### To do
Copy out the rows below, replacing each "pin" with "mark" and keeping everything else the same.

### Records to process
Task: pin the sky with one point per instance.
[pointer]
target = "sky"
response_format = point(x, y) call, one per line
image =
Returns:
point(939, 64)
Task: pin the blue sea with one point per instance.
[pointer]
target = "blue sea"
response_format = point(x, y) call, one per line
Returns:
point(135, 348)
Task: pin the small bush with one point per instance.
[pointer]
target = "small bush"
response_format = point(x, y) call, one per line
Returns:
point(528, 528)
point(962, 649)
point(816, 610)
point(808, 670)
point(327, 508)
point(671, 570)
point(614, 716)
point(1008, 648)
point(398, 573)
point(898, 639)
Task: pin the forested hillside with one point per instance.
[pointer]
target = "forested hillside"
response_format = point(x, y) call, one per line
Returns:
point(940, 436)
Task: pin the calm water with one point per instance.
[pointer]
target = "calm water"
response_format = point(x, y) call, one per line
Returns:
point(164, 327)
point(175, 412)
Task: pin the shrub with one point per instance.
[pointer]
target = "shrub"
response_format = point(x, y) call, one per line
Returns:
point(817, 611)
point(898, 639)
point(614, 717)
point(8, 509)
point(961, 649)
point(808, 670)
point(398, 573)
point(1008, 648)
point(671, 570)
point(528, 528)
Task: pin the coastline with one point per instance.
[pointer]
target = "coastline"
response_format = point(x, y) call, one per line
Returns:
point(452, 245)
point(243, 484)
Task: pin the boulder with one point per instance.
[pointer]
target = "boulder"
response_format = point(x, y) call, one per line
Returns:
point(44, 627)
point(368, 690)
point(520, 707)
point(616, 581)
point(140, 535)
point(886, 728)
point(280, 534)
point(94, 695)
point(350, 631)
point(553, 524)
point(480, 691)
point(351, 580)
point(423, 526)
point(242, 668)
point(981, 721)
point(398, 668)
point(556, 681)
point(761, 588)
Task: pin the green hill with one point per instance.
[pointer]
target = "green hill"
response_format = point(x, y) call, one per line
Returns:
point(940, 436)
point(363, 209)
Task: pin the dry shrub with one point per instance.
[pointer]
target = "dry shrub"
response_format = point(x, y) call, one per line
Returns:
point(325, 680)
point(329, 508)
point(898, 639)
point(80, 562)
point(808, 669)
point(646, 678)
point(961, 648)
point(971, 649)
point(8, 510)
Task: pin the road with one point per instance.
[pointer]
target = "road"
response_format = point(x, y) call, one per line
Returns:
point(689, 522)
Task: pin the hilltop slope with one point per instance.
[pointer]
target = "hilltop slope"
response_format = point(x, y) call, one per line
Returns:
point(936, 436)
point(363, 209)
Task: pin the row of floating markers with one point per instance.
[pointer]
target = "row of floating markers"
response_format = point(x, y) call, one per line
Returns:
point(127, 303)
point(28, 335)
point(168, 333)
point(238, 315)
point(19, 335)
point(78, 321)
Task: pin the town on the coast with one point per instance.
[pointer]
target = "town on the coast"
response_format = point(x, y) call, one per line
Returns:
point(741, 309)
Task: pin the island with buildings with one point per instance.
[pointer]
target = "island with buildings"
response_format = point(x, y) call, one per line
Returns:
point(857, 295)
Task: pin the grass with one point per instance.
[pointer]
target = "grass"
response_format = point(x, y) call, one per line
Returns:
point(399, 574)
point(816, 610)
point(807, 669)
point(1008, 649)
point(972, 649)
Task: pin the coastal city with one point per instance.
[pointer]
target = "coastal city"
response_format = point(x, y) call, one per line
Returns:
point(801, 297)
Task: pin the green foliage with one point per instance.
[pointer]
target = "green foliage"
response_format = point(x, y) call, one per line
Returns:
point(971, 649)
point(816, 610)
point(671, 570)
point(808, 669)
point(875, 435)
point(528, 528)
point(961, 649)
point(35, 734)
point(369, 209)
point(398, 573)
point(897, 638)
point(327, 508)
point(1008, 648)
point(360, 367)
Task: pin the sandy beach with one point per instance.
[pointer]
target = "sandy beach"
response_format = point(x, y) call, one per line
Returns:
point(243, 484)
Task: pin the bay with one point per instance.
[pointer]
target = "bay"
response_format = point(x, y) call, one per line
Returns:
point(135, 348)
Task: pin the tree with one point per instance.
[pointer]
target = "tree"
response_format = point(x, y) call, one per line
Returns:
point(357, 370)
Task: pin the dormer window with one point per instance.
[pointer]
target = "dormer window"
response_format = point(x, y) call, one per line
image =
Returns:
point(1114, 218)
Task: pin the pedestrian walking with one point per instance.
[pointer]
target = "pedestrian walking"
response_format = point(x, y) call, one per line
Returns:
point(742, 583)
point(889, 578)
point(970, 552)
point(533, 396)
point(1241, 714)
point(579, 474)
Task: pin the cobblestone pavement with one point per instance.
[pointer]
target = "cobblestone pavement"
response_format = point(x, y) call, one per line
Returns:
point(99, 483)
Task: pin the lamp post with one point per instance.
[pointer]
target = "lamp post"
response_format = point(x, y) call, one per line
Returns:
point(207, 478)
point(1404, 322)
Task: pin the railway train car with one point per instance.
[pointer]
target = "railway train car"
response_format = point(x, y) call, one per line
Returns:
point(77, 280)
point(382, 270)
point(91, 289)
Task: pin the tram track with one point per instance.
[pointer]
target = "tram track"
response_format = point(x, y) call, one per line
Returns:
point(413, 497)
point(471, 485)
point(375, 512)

### Exercise result
Task: mark the sky with one point per instance.
[pointer]
target = "sky"
response_format = point(x, y) call, one per line
image =
Returns:
point(939, 64)
Task: mark the blue sea with one point per instance.
[pointer]
target = "blue sea"
response_format = point(x, y) call, one per line
Returns:
point(135, 348)
Task: mark the small bush with one point per instance.
[pointer]
target = "small bush"
response_format = point(x, y) call, one per line
Returns:
point(528, 528)
point(962, 649)
point(816, 610)
point(808, 670)
point(327, 508)
point(671, 570)
point(614, 716)
point(1008, 648)
point(398, 573)
point(898, 639)
Task: mark the forested hillside with one point per instance.
[pointer]
target = "forested hillside"
response_format = point(x, y) call, one per line
Returns:
point(940, 436)
Task: mark the calm water with one point per instance.
[pointer]
target = "calm water"
response_format = point(x, y) call, one per line
Returns:
point(164, 327)
point(175, 412)
Task: mark the shrub with one point per instance.
[pointer]
target = "shrub"
response_format = point(x, y) call, one per line
Returns:
point(817, 611)
point(898, 639)
point(614, 717)
point(8, 509)
point(961, 649)
point(808, 670)
point(398, 573)
point(1008, 648)
point(671, 570)
point(528, 528)
Task: mark the coastline with one point per instance.
[pointer]
target = "coastline"
response_format = point(x, y) call, one per line
Returns:
point(452, 245)
point(243, 484)
Task: mark the boulder with one point per instance.
[pointer]
target = "boulder"
response_format = point(x, y) call, one per line
Returns:
point(44, 627)
point(368, 690)
point(520, 707)
point(616, 581)
point(140, 535)
point(886, 728)
point(280, 534)
point(94, 695)
point(350, 631)
point(553, 524)
point(480, 691)
point(351, 580)
point(423, 526)
point(242, 668)
point(981, 721)
point(398, 668)
point(556, 681)
point(761, 588)
Task: mark the green hill with one point per instance.
[pointer]
target = "green hill"
response_format = point(x, y) call, one per line
Returns:
point(940, 436)
point(363, 209)
Task: mark the dry shrub with one point per instance.
[pointer]
target = "dry shrub"
response_format = point(x, y) call, one per line
Returns:
point(325, 680)
point(329, 508)
point(898, 639)
point(80, 562)
point(808, 669)
point(646, 678)
point(961, 648)
point(971, 649)
point(8, 510)
Task: mark the road with one point per instance.
[pointer]
target = "road"
response_format = point(x, y) call, one per line
Returns:
point(689, 522)
Task: mark the hilltop slope with one point per instance.
[pointer]
target = "hilltop slope"
response_format = point(x, y) call, one per line
Returns:
point(936, 436)
point(363, 209)
Task: mark the row of floating markers with one point per instance.
[pointer]
target = "row of floating markers"
response_format = point(x, y) call, one per line
Returns:
point(127, 303)
point(28, 335)
point(168, 333)
point(238, 315)
point(19, 335)
point(78, 321)
Task: mark the town on the coast with one point per instance.
[pointer]
target = "town on the coast"
response_format = point(x, y) call, one per line
Returns:
point(741, 309)
Task: mark the island with buildings with one point per instance.
[pointer]
target = "island with buildings"
response_format = point(x, y) call, one per line
Returns:
point(857, 295)
Task: mark the grass with one point per instance.
[pointer]
target = "grass"
response_format = point(x, y) call, one per line
Returns:
point(399, 574)
point(816, 610)
point(807, 669)
point(1008, 649)
point(972, 649)
Task: mark the coastal city with one point per instance.
[pointer]
target = "coastal city"
response_format = point(x, y) call, one per line
Returns:
point(801, 297)
Task: mark the green foliage with one point per instance.
[pointer]
target = "green foliage"
response_format = point(x, y) call, one per line
Returns:
point(971, 649)
point(816, 610)
point(671, 570)
point(808, 669)
point(875, 435)
point(528, 528)
point(961, 649)
point(35, 734)
point(369, 209)
point(398, 573)
point(897, 638)
point(327, 508)
point(1008, 648)
point(360, 367)
Task: mark the sandy beach with one point per instance.
[pointer]
target = "sandy beach"
response_format = point(x, y) call, one per line
Returns:
point(243, 484)
Task: mark the bay with one point per instance.
[pointer]
target = "bay"
response_format = point(x, y) call, one per line
Returns:
point(135, 348)
Task: mark the tree with one point per instance.
[pointer]
target = "tree"
response_format = point(x, y) call, one per line
Returns:
point(357, 370)
Task: mark the dormer window with one point per instance.
[pointer]
target = "dormer window"
response_format = point(x, y) call, one per line
image =
Returns:
point(1114, 218)
Task: mark the pedestrian walking with one point per instance.
[pointer]
target = "pedestrian walking"
response_format = point(x, y) call, one per line
Returns:
point(742, 583)
point(889, 578)
point(970, 552)
point(533, 396)
point(1241, 714)
point(579, 474)
Task: mark the cobblestone pavement with one point per instance.
[pointer]
target = "cobblestone pavement"
response_format = point(x, y) call, one per line
Returns:
point(99, 483)
Task: mark the lamp post with one point per instance.
[pointer]
target = "lamp post"
response_format = point(x, y) call, one per line
Returns:
point(207, 478)
point(1404, 322)
Task: mark the railway train car with one point per instance.
[pointer]
target = "railway train car"
response_format = point(x, y) call, one per line
Returns:
point(77, 280)
point(382, 270)
point(91, 289)
Task: mark the tram track with one point per instance.
[pointer]
target = "tram track"
response_format = point(x, y) call, one per line
Returns:
point(413, 497)
point(471, 485)
point(375, 512)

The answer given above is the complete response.